[begin Records for the task]

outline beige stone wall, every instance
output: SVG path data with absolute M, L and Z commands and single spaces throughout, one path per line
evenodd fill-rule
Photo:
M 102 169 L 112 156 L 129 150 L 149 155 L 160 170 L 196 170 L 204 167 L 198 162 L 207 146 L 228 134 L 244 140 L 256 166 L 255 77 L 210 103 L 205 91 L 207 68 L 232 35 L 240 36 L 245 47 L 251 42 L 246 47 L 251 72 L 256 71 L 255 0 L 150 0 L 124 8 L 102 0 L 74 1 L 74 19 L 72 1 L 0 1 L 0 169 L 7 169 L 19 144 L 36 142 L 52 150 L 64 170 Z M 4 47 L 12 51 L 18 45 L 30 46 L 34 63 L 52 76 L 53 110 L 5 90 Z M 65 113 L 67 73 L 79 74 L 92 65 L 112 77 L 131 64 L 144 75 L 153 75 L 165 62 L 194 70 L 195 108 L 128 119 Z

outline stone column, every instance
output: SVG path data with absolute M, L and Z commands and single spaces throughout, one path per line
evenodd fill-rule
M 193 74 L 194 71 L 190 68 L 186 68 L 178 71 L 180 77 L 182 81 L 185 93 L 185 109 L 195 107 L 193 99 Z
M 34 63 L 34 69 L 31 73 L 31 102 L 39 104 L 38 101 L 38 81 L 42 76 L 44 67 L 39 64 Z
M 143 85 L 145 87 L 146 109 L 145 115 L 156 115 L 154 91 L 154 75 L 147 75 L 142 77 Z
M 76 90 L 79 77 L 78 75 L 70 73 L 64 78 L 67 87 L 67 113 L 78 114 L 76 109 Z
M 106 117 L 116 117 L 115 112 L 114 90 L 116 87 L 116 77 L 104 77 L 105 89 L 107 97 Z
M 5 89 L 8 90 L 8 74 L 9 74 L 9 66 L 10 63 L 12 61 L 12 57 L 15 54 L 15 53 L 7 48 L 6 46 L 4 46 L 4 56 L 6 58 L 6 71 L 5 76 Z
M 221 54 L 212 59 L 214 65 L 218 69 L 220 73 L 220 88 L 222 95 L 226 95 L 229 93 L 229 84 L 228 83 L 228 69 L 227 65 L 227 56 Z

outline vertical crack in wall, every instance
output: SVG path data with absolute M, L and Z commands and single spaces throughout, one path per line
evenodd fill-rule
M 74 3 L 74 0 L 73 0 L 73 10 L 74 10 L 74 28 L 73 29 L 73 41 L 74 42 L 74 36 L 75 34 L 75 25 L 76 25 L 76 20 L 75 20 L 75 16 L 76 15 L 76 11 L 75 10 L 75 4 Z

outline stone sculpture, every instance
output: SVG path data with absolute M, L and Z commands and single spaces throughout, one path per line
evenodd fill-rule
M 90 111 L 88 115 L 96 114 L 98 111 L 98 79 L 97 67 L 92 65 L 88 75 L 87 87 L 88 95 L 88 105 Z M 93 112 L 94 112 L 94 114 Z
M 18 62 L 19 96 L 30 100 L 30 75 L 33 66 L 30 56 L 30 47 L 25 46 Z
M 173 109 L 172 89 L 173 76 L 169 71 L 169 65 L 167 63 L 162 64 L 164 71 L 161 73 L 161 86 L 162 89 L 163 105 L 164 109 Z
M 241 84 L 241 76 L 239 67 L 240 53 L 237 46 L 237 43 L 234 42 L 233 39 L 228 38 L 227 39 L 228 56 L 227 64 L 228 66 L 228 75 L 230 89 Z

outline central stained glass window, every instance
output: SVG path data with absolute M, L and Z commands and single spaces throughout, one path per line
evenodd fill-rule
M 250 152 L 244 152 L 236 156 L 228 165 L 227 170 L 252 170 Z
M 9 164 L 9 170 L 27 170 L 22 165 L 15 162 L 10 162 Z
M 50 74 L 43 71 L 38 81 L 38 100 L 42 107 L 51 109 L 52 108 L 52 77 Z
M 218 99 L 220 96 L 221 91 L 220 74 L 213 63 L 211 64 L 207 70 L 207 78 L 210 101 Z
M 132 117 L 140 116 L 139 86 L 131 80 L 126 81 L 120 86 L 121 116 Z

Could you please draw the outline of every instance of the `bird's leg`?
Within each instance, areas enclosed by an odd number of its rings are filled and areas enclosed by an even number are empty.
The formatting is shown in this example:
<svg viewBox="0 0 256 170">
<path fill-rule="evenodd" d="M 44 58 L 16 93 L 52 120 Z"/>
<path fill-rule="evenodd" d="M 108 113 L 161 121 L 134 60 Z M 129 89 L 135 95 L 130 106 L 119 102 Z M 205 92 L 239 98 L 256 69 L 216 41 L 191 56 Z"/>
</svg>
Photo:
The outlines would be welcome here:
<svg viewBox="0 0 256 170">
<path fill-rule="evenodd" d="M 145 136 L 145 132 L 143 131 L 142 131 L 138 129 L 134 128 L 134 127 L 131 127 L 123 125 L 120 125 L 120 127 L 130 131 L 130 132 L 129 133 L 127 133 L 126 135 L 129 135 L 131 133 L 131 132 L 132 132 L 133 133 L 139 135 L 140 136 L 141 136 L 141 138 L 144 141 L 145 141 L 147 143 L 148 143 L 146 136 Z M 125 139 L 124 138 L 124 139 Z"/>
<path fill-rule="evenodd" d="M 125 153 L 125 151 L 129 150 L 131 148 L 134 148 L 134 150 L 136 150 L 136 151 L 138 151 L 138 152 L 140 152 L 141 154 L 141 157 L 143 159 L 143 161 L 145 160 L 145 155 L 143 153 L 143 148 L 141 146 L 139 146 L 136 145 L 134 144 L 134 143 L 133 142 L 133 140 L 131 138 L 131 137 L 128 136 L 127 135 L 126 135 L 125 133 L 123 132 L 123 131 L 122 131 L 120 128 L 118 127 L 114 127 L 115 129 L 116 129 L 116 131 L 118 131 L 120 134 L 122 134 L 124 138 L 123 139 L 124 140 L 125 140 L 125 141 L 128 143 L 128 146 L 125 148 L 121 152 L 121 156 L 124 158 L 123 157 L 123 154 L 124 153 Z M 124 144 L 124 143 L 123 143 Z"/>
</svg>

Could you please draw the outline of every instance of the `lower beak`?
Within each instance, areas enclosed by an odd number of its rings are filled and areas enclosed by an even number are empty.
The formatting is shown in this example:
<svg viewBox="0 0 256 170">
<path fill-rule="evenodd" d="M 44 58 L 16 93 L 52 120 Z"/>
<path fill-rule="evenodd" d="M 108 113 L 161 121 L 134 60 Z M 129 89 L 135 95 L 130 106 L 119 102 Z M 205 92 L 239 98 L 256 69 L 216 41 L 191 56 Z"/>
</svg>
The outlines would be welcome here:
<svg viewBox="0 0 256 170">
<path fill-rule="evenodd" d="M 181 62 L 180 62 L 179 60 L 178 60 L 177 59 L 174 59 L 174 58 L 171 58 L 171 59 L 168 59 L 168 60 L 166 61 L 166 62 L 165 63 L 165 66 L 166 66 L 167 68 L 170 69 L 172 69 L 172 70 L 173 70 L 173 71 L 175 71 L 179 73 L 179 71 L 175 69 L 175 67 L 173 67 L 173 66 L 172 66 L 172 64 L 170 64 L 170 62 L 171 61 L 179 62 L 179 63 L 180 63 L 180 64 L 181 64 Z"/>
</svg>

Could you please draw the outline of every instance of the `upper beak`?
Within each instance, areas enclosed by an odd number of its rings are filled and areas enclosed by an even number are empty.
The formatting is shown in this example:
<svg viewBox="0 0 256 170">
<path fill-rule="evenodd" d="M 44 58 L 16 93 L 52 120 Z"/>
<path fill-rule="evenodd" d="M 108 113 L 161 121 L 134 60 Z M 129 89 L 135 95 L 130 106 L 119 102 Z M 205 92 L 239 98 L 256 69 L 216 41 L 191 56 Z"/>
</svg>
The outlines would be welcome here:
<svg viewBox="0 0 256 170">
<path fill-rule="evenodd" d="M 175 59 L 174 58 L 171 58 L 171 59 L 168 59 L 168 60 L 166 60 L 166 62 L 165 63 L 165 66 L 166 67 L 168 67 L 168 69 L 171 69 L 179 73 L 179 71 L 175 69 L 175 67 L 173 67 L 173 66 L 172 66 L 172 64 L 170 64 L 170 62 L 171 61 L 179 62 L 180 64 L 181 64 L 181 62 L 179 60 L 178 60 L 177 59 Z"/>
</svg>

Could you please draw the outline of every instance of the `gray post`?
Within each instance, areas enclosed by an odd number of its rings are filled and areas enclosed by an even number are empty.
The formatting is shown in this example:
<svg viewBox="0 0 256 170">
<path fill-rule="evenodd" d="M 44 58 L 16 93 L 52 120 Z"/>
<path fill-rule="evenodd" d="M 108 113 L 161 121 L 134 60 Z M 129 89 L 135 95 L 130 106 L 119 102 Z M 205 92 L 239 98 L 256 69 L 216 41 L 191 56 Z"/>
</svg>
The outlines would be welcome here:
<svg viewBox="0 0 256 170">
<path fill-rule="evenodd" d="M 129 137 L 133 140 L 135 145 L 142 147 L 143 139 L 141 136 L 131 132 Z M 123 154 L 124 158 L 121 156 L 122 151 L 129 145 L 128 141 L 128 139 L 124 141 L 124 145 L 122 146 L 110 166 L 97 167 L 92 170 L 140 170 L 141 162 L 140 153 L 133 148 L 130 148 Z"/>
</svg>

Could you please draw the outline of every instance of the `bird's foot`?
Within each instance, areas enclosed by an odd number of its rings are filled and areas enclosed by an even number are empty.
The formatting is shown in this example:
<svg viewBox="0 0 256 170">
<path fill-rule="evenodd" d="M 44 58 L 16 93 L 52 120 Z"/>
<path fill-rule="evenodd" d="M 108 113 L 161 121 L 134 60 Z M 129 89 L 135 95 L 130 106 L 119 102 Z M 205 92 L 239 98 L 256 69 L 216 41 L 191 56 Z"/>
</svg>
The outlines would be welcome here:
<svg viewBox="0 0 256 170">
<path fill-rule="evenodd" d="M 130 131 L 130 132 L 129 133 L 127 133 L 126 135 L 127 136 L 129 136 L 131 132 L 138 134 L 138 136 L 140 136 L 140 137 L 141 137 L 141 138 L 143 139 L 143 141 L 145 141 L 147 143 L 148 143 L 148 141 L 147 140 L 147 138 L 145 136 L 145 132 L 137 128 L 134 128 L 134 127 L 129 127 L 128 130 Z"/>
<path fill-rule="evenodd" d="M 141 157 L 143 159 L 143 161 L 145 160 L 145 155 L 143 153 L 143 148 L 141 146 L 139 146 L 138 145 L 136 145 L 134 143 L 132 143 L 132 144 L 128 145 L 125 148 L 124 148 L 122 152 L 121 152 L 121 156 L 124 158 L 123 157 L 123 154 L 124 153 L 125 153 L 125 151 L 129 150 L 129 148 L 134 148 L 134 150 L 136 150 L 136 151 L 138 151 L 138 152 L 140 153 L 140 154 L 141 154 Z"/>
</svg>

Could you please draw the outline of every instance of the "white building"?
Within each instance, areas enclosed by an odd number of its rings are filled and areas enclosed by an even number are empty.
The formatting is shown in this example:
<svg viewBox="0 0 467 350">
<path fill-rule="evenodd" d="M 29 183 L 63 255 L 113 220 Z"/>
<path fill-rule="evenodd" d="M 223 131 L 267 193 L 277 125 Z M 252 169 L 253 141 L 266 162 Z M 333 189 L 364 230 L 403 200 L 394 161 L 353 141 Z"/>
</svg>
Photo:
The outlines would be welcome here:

[end Records for the task]
[begin Records for the task]

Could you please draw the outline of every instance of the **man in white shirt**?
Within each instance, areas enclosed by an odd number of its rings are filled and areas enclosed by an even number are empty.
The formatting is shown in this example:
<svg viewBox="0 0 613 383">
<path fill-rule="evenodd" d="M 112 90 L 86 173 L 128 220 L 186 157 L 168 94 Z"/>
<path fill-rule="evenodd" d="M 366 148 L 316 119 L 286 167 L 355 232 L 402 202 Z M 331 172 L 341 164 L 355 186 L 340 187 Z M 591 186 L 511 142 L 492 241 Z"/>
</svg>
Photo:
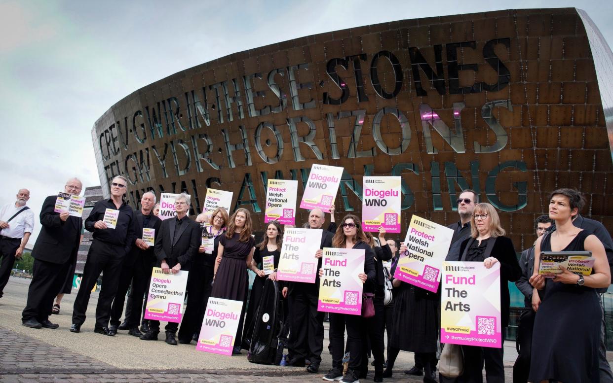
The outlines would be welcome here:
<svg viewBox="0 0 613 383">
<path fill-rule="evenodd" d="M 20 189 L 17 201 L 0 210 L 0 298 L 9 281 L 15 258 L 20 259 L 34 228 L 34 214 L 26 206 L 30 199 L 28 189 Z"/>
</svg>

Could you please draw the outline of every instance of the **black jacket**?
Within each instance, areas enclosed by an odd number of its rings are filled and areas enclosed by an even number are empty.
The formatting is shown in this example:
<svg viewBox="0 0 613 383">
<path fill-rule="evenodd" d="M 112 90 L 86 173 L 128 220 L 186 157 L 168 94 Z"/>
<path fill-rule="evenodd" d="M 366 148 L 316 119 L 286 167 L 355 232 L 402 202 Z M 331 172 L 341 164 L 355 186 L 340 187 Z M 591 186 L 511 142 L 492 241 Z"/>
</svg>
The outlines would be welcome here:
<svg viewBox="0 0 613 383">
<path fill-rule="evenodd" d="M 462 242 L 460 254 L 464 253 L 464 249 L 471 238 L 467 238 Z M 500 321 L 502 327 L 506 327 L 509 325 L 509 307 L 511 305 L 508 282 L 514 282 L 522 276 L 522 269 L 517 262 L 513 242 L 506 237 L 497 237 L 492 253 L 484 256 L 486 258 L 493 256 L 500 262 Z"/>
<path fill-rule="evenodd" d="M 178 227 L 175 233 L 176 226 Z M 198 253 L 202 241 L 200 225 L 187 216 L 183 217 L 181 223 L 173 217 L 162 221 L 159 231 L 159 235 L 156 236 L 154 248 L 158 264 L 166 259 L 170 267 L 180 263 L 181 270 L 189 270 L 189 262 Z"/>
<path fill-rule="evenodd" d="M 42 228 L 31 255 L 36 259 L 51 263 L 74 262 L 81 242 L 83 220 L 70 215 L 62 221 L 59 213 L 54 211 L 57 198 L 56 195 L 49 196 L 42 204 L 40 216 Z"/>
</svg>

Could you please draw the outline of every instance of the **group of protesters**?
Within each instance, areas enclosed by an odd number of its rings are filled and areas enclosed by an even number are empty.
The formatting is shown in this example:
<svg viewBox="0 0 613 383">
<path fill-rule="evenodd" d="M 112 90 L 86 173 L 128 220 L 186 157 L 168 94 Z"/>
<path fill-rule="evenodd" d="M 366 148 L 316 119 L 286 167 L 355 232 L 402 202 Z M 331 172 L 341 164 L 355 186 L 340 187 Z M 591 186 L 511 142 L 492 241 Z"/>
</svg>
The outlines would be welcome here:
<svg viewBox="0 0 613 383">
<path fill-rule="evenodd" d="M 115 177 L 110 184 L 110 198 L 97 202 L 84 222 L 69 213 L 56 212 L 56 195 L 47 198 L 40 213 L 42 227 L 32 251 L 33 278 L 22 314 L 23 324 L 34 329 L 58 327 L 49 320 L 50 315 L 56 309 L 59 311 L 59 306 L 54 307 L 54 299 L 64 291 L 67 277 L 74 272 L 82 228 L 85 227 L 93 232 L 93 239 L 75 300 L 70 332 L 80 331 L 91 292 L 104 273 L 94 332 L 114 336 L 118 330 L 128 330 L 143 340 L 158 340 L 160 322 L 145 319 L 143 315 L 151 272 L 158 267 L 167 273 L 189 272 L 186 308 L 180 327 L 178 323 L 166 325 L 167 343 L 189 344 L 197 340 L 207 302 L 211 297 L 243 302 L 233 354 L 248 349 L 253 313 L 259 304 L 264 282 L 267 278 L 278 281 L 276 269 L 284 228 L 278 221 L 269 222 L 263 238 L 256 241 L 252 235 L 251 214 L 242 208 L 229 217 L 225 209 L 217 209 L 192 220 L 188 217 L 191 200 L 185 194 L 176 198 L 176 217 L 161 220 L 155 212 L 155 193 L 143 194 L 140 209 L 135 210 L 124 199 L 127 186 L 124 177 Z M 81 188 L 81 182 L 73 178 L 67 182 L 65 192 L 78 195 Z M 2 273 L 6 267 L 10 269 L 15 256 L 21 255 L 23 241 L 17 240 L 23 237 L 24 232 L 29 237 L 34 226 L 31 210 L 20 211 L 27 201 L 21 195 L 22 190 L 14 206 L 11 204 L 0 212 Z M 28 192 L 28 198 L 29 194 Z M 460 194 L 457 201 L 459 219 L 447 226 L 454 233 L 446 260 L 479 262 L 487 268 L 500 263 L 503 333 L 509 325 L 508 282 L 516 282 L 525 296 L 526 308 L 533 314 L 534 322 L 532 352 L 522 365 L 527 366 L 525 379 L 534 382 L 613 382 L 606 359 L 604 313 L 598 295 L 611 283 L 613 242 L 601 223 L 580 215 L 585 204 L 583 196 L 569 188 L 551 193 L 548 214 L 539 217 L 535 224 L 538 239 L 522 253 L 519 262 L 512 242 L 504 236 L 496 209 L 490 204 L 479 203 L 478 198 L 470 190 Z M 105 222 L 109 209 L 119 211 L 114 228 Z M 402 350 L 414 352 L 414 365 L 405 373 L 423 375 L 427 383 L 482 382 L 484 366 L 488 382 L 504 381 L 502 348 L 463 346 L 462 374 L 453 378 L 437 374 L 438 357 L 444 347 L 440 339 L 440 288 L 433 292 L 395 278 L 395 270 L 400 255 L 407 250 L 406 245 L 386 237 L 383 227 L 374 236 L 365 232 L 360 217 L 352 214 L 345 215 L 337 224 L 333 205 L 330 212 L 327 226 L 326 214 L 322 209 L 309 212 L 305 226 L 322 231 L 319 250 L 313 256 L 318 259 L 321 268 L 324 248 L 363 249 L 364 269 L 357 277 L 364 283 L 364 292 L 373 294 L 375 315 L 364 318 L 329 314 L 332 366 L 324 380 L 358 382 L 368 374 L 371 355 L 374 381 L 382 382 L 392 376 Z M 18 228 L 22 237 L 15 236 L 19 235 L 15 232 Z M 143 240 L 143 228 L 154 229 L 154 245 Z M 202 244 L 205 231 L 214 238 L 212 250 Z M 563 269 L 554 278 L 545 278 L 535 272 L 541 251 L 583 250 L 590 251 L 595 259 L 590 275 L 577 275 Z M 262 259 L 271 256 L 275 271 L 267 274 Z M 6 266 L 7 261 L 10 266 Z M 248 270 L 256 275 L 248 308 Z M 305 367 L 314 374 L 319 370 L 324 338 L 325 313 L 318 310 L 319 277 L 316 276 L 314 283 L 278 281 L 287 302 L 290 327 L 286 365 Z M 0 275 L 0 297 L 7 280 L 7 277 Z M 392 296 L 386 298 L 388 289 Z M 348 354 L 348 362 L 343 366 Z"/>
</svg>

[end Records for the task]
[begin Records for the task]

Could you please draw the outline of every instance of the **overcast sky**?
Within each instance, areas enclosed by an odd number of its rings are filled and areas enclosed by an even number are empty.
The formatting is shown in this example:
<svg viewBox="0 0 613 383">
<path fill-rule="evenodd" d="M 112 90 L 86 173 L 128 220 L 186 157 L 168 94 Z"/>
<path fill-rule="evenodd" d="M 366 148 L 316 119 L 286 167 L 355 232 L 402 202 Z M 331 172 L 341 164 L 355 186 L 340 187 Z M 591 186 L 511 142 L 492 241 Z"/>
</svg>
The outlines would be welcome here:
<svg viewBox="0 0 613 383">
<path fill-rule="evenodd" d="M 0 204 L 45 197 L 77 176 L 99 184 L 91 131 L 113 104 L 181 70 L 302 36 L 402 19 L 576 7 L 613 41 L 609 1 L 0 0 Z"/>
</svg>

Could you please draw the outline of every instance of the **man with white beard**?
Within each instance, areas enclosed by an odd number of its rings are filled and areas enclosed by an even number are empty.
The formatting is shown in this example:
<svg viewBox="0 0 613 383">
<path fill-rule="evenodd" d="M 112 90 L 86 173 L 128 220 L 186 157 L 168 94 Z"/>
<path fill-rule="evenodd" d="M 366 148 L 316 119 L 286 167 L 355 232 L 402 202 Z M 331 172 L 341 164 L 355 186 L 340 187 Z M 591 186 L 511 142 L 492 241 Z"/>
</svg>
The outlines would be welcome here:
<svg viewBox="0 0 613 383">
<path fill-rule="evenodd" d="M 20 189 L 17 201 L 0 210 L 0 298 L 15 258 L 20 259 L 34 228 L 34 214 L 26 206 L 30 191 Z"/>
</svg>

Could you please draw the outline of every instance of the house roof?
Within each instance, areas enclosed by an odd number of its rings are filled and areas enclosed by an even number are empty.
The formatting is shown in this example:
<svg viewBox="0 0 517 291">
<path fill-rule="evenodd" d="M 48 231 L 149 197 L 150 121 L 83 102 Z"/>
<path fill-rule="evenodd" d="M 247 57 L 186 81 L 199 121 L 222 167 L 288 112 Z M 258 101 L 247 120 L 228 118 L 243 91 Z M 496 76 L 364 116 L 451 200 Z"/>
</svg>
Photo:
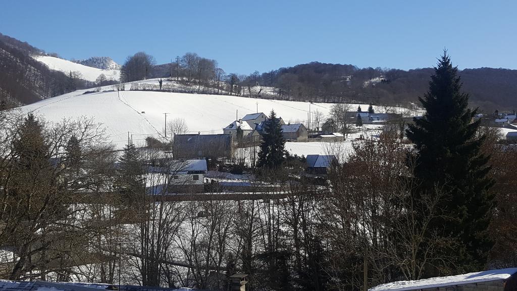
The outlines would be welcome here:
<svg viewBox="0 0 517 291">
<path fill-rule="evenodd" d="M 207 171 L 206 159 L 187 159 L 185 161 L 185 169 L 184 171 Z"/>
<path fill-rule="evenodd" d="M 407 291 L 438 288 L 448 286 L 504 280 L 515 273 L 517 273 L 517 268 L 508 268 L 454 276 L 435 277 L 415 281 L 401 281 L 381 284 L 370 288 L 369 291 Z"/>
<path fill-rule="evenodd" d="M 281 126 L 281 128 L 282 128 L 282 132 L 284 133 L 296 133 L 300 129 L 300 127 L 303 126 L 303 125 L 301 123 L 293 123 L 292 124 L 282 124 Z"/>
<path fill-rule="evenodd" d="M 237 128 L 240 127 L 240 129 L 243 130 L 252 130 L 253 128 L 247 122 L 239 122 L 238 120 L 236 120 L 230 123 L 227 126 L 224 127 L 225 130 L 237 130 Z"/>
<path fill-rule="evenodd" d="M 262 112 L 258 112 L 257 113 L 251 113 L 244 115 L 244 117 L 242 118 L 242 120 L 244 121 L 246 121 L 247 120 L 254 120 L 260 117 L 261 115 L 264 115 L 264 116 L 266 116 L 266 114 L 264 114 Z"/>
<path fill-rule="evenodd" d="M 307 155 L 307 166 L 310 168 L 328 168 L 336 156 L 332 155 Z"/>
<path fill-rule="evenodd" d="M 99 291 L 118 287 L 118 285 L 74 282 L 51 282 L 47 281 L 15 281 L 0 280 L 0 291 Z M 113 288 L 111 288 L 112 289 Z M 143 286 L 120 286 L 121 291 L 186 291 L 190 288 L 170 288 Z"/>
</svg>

[end Records for the task]

• [Problem details]: Reproduce the listing verbatim from the line that contains "outline beige stone wall, every instance" through the line that contains "M 74 3 L 74", with both of those lines included.

• [Solution to the problem]:
outline beige stone wall, every instance
output: SVG path data with absolute M, L and Z commands and single spaces throughout, one path per line
evenodd fill-rule
Photo:
M 102 169 L 112 156 L 129 150 L 149 155 L 160 170 L 196 170 L 204 167 L 198 162 L 207 146 L 228 134 L 244 140 L 256 166 L 255 77 L 210 103 L 205 91 L 207 68 L 232 35 L 240 36 L 245 47 L 251 42 L 246 47 L 251 72 L 256 71 L 255 0 L 150 0 L 124 8 L 102 0 L 74 1 L 74 19 L 72 1 L 0 1 L 0 169 L 7 169 L 19 144 L 36 142 L 52 150 L 64 170 Z M 4 47 L 12 51 L 18 45 L 30 46 L 34 63 L 52 76 L 53 110 L 5 90 Z M 65 113 L 67 73 L 79 74 L 92 65 L 112 77 L 131 64 L 144 75 L 153 75 L 165 62 L 194 70 L 195 108 L 128 119 Z

outline stone column, every instance
output: SVG path data with absolute M, L and Z commands and single spaces throughout, one path per line
evenodd fill-rule
M 193 74 L 194 71 L 190 68 L 186 68 L 178 71 L 180 77 L 182 81 L 185 93 L 185 109 L 195 107 L 193 99 Z
M 34 63 L 34 69 L 31 73 L 31 102 L 39 104 L 38 101 L 38 81 L 42 76 L 44 67 L 39 64 Z
M 143 85 L 145 87 L 146 109 L 145 115 L 156 115 L 154 91 L 154 75 L 147 75 L 142 77 Z
M 76 90 L 79 77 L 78 75 L 70 73 L 64 78 L 67 87 L 67 113 L 78 114 L 76 109 Z
M 106 117 L 116 117 L 115 112 L 114 90 L 116 87 L 116 77 L 104 77 L 105 89 L 107 97 Z
M 5 89 L 8 90 L 8 74 L 9 74 L 9 66 L 10 63 L 12 61 L 12 57 L 15 54 L 15 53 L 7 48 L 6 46 L 4 46 L 4 56 L 6 58 L 6 71 L 5 76 Z
M 221 54 L 212 59 L 214 65 L 218 69 L 220 73 L 220 88 L 222 95 L 226 95 L 229 93 L 229 84 L 228 83 L 228 69 L 227 65 L 227 56 Z

outline vertical crack in wall, every instance
output: SVG path data with absolute M, L and Z commands and single spaces throughout, one path per line
evenodd fill-rule
M 74 3 L 74 0 L 73 0 L 73 10 L 74 10 L 74 28 L 73 29 L 73 41 L 74 42 L 74 36 L 75 34 L 75 25 L 76 25 L 76 20 L 75 20 L 75 16 L 76 15 L 76 11 L 75 10 L 75 4 Z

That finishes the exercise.